Task details: Your answer is the lines below, exactly, from the one that contains "Query: man's gloved hand" through the one that contains "Every instance of the work", both included.

/---

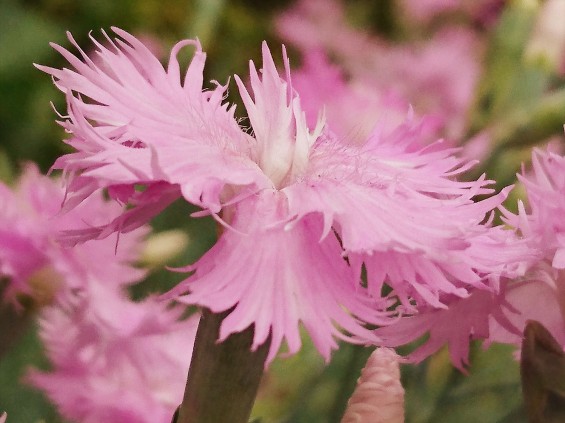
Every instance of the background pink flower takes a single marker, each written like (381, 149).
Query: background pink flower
(119, 361)
(31, 259)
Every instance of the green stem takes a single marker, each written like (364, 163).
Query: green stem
(13, 325)
(224, 378)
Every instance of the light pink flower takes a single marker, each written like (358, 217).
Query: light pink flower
(118, 361)
(31, 221)
(379, 395)
(537, 294)
(305, 211)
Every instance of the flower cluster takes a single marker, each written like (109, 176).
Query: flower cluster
(118, 361)
(321, 230)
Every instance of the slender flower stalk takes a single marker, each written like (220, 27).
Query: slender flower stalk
(240, 370)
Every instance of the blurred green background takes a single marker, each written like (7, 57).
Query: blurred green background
(299, 389)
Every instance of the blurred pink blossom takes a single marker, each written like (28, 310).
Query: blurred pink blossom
(437, 76)
(33, 262)
(379, 395)
(305, 212)
(118, 361)
(484, 11)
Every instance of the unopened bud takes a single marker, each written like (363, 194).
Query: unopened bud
(379, 396)
(547, 45)
(162, 247)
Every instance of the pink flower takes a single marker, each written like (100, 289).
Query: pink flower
(31, 259)
(305, 212)
(543, 228)
(537, 291)
(379, 396)
(119, 361)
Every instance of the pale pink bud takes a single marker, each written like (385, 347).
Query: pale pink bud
(379, 396)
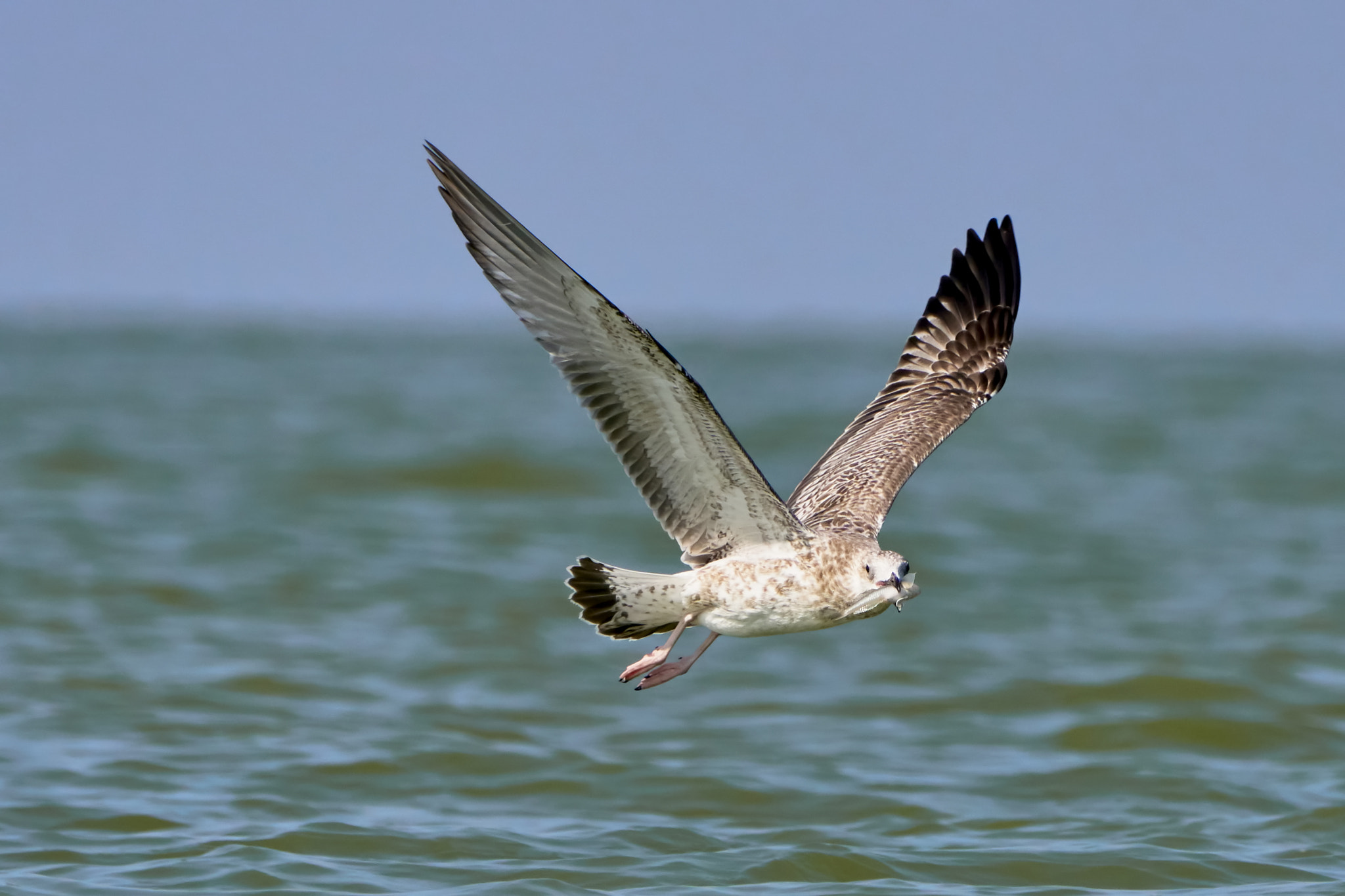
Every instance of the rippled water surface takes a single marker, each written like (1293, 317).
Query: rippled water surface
(283, 612)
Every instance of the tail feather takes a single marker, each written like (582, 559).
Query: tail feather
(625, 603)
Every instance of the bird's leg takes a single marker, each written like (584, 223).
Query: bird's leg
(673, 670)
(658, 656)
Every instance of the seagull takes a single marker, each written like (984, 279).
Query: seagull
(759, 566)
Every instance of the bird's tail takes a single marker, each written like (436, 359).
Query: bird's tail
(625, 603)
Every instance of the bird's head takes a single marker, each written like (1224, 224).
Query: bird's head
(889, 575)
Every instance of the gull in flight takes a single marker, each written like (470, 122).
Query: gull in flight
(759, 565)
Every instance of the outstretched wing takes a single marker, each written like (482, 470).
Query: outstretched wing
(953, 364)
(697, 479)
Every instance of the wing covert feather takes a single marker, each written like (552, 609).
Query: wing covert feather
(953, 364)
(701, 485)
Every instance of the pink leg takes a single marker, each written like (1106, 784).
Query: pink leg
(657, 657)
(673, 670)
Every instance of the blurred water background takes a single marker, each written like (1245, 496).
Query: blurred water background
(283, 610)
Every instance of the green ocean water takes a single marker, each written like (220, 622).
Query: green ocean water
(283, 612)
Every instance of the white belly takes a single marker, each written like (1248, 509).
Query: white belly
(749, 599)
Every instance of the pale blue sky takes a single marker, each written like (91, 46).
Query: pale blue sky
(1169, 167)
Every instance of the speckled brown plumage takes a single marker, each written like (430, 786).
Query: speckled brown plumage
(953, 364)
(759, 566)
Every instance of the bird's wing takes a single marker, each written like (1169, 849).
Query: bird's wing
(701, 485)
(953, 364)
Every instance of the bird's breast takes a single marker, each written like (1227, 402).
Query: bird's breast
(768, 597)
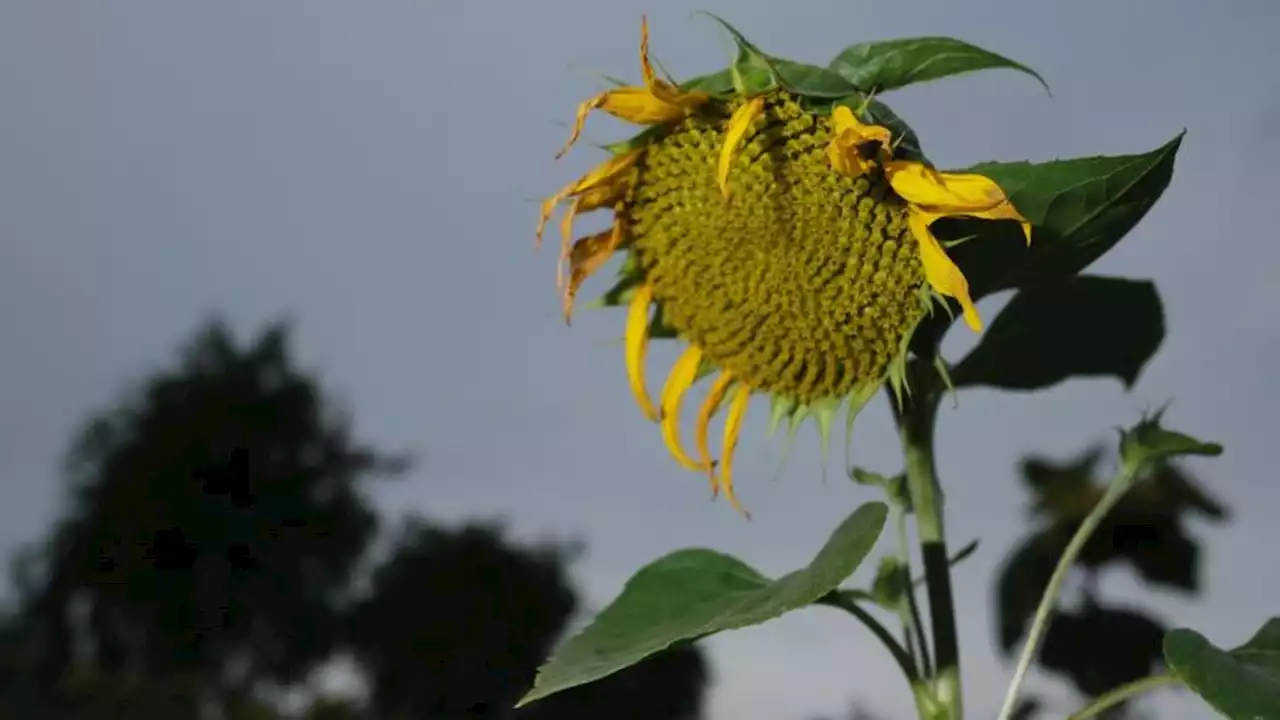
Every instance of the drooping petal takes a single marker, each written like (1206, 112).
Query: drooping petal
(940, 270)
(945, 194)
(845, 150)
(659, 87)
(849, 126)
(737, 127)
(1005, 212)
(586, 256)
(590, 200)
(681, 377)
(732, 428)
(714, 396)
(608, 177)
(636, 342)
(658, 101)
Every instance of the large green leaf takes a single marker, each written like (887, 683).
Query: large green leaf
(886, 64)
(1079, 210)
(1242, 684)
(694, 593)
(1077, 327)
(808, 81)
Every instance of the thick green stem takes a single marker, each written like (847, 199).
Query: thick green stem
(909, 611)
(1128, 691)
(1045, 611)
(924, 702)
(915, 420)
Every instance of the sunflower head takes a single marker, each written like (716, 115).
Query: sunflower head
(776, 229)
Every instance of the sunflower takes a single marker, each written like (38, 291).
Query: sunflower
(781, 240)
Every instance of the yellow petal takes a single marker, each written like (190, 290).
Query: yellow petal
(942, 273)
(1005, 212)
(658, 101)
(586, 256)
(608, 177)
(636, 342)
(682, 374)
(661, 89)
(641, 106)
(714, 396)
(732, 427)
(849, 126)
(584, 109)
(737, 127)
(590, 200)
(845, 150)
(945, 194)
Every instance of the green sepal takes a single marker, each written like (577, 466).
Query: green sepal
(906, 144)
(798, 78)
(704, 368)
(658, 326)
(887, 64)
(858, 399)
(824, 413)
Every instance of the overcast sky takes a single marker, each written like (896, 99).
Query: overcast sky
(369, 169)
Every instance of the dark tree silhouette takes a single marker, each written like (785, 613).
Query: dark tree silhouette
(457, 623)
(215, 519)
(1147, 532)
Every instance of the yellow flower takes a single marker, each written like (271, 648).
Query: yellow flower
(785, 247)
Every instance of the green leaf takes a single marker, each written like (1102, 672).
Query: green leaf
(1242, 684)
(1079, 209)
(809, 81)
(694, 593)
(1078, 327)
(887, 64)
(1150, 442)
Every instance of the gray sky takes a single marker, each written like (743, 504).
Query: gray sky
(368, 168)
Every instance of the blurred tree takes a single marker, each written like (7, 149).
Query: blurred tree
(1147, 532)
(213, 528)
(457, 621)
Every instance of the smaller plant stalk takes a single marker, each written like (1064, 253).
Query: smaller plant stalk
(915, 420)
(1109, 700)
(1120, 484)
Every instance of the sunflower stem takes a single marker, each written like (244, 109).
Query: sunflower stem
(909, 610)
(915, 422)
(1116, 488)
(1124, 693)
(924, 702)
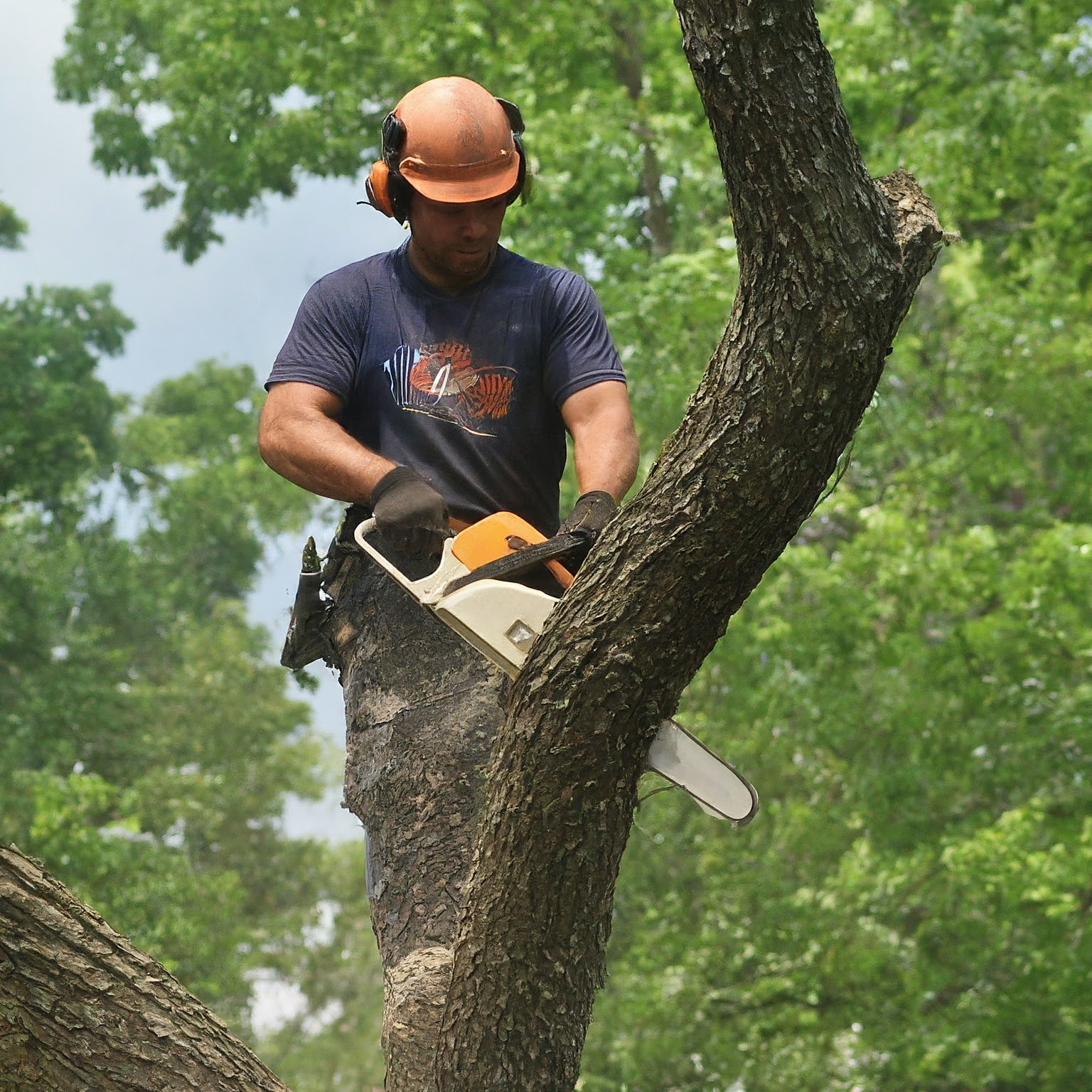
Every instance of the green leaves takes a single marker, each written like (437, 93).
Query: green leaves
(146, 744)
(56, 417)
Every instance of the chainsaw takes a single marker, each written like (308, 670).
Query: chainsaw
(500, 619)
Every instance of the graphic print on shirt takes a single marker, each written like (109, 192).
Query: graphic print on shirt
(442, 381)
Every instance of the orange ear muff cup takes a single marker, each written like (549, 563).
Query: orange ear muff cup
(378, 188)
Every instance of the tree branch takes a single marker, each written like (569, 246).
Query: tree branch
(828, 268)
(80, 1007)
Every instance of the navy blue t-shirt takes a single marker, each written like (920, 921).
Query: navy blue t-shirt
(464, 389)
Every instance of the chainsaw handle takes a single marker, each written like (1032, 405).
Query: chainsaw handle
(427, 590)
(365, 529)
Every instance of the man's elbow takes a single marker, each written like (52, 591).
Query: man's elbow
(272, 444)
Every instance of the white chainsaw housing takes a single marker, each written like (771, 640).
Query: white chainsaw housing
(501, 619)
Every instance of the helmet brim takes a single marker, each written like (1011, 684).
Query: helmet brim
(462, 185)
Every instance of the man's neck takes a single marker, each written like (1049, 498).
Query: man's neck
(449, 282)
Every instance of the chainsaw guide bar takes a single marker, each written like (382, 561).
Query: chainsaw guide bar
(500, 619)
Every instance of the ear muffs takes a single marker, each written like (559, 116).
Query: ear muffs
(515, 120)
(387, 189)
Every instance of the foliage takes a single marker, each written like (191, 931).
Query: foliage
(146, 744)
(909, 686)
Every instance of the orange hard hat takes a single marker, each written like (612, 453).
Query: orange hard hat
(459, 142)
(451, 141)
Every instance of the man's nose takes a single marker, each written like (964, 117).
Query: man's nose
(473, 226)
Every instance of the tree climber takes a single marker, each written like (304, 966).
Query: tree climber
(434, 383)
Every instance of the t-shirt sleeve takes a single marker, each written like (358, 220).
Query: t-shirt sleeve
(323, 346)
(579, 350)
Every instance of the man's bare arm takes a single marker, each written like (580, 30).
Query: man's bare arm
(604, 441)
(301, 437)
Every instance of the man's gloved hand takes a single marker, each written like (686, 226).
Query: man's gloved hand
(590, 513)
(410, 513)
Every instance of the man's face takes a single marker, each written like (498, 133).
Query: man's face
(452, 246)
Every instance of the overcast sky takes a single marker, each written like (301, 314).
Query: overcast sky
(235, 305)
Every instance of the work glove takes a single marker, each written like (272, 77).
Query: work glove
(410, 513)
(590, 513)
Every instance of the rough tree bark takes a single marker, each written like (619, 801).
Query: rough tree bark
(491, 892)
(82, 1010)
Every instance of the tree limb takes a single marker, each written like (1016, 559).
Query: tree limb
(81, 1008)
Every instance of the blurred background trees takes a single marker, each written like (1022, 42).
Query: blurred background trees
(909, 687)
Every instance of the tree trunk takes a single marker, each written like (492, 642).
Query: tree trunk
(82, 1010)
(829, 262)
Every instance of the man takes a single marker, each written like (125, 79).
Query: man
(435, 383)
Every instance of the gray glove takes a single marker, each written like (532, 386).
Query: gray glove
(410, 513)
(590, 513)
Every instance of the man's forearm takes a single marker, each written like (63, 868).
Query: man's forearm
(606, 459)
(314, 451)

\---

Output of the exercise:
Query: man's gloved hand
(590, 513)
(410, 513)
Every instance of the man's face takes a single marker, each written like (498, 133).
Query: man's face
(452, 246)
Every instance of the overcast sky takes a single marker, each written like (301, 314).
Query: overcast sky
(235, 305)
Every instance of the work glove takes a single marker, each written like (272, 77).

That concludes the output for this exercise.